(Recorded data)
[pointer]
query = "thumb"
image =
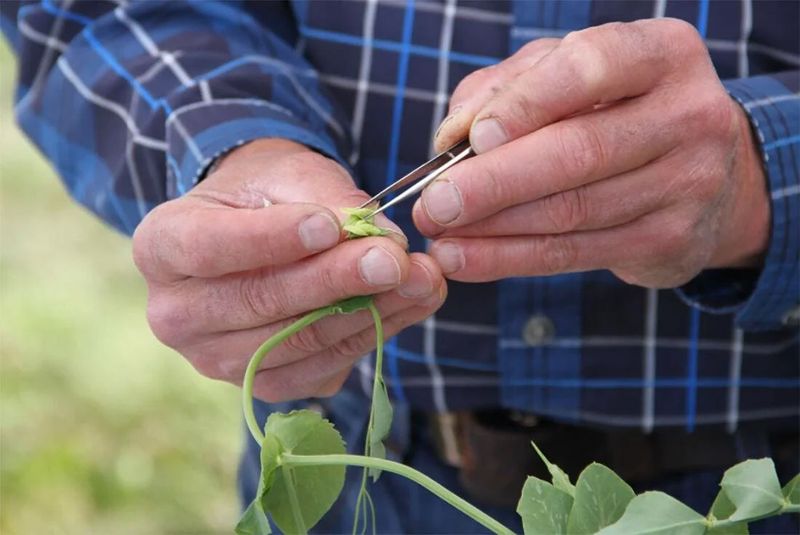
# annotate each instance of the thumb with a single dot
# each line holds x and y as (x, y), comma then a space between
(279, 171)
(474, 91)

[What this task involves] Arrange every line of the records above as a numbered list, skipping blank lines and omitting the pictures.

[Correct response]
1. [pointer]
2. query = "thumb"
3. image =
4. # annotate each instance of the thumb with a single dot
5. # each line holds x and y as (x, y), comma then a space between
6. (279, 171)
7. (474, 91)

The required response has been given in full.